Testo fornito >>
■ ■ ■ ■

Quindi abbiamo una sostanza che
- 1. induce la produzione di interferoni;
2. stimola l’attivazione dei linfociti T, delle cellule Natural Killer e delle cellule dendritiche e la produzione di citochine (interferoni, interleuchine, corticosteroidi, fattore di necrosi tumorale), così favorendo il riconoscimento e la distruzione dei patogeni;
3. può essere usata per rinforzare l’effetto di un vaccino terapeutico, aumentando la risposta immune – sia anticorpale, sia cellulare – a un antigene.
C’è anche un’altra caratteristica del poly-ICLC, le cui implicazioni terapeutiche non sono però ancora del tutto chiare: si è visto in vitro che questa sostanza riesce a sovra- o a sotto-regolare l’espressione di una gran quantità di geni, alcuni dei quali svolgono ruoli cruciali nelle difese naturali del corpo contro virus e tumori e nel controllo di altre funzioni cellulari, fra cui la sintesi delle proteine, l’apoptosi cellulare (la morte programmata delle cellule), il metabolismo e la crescita cellulare.

■ ■ ■ ■

Ricopia dal testo sul poly-ICLC il tratto che va da "C’è anche un’altra" fino a "la crescita cellulare.". Il materiale riportato qui sotto proviene da una fonte diversa.

■ ■ ■ ■

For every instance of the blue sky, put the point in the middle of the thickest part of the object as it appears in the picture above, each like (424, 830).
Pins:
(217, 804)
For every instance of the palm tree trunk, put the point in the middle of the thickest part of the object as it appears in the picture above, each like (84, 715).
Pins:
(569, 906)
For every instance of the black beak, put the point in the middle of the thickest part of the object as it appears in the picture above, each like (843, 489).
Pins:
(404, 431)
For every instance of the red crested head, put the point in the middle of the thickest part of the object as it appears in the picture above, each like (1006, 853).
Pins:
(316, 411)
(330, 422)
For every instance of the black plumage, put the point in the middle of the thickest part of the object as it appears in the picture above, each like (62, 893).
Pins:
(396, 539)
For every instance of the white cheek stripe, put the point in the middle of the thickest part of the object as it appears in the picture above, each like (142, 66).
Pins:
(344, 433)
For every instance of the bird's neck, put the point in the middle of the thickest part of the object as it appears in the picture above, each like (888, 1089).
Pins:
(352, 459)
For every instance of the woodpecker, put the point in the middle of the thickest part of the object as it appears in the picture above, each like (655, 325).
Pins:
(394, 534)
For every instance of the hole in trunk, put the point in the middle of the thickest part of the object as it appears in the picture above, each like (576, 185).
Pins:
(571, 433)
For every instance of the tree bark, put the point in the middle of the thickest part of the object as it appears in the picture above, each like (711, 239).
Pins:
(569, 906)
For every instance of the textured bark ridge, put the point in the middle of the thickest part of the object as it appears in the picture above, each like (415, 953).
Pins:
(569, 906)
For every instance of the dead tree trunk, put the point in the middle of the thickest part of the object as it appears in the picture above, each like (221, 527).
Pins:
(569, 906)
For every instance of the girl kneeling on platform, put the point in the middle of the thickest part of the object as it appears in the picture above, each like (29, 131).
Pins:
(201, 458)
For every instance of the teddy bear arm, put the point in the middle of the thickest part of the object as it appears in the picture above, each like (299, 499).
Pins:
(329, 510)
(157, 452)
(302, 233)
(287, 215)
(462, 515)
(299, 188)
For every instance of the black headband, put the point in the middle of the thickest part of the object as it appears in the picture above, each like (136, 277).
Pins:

■ ■ ■ ■

Spazio risposta >>
C’è anche un’altra caratteristica del poly-ICLC, le cui implicazioni terapeutiche non sono però ancora del tutto chiare: si è visto in vitro che questa sostanza riesce a sovra- o a sotto-regolare l’espressione di una gran quantità di geni, alcuni dei quali svolgono ruoli cruciali nelle difese naturali del corpo contro virus e tumori e nel controllo di altre funzioni cellulari, fra cui la sintesi delle proteine, l’apoptosi cellulare (la morte programmata delle cellule), il metabolismo e la crescita cellulare.